CHALLENGE 1: Write out the stretch of the encoding-names message from "On Fri, 7 Feb" through "is called though.".
CHALLENGE 2: In the encoding-names message, which encodings are described as all widely used?

═══ SUPPLIED PASSAGE

Quick Links

Re: Status report: regex replacement

From:	Tim Allen <tim(at)proximity(dot)com(dot)au>
To:	pgsql-hackers(at)postgresql(dot)org
Subject:	Re: Status report: regex replacement
Date:	2003-02-07 02:18:44
Message-ID:	200302071318.44043.tim@proximity.com.au
Views:	Whole Thread \| Raw Message \| Download mbox \| Resend email
Thread:
Lists:	pgsql-hackers

On Fri, 7 Feb 2003 00:49, Hannu Krosing wrote:
> Tatsuo Ishii kirjutas N, 06.02.2003 kell 17:05:
> > > Perhaps we should not call the encoding UNICODE but UTF8 (which it
> > > really is). UNICODE is a character set which has half a dozen official
> > > encodings and calling one of them "UNICODE" does not make things very
> > > clear.
> >
> > Right. Also we perhaps should call LATIN1 or ISO-8859-1 more precisely
> > way since ISO-8859-1 can be encoded in either 7 bit or 8 bit(we use
> > this). I don't know what it is called though.
>
> I don't think that calling 8-bit ISO-8859-1 ISO-8859-1 can confuse
> anybody, but UCS-2 (ISO-10646-1), UTF-8 and UTF-16 are all widely used.

══════
═══ COLLECTED MATERIAL

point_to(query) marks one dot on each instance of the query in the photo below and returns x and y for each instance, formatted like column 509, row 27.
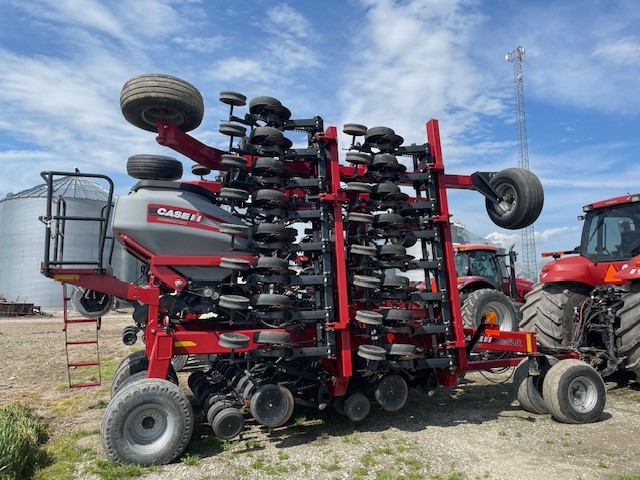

══════

OUTPUT 1:
On Fri, 7 Feb 2003 00:49, Hannu Krosing wrote:
> Tatsuo Ishii kirjutas N, 06.02.2003 kell 17:05:
> > > Perhaps we should not call the encoding UNICODE but UTF8 (which it
> > > really is). UNICODE is a character set which has half a dozen official
> > > encodings and calling one of them "UNICODE" does not make things very
> > > clear.
> >
> > Right. Also we perhaps should call LATIN1 or ISO-8859-1 more precisely
> > way since ISO-8859-1 can be encoded in either 7 bit or 8 bit(we use
> > this). I don't know what it is called though.

OUTPUT 2: UCS-2 (ISO-10646-1), UTF-8 and UTF-16.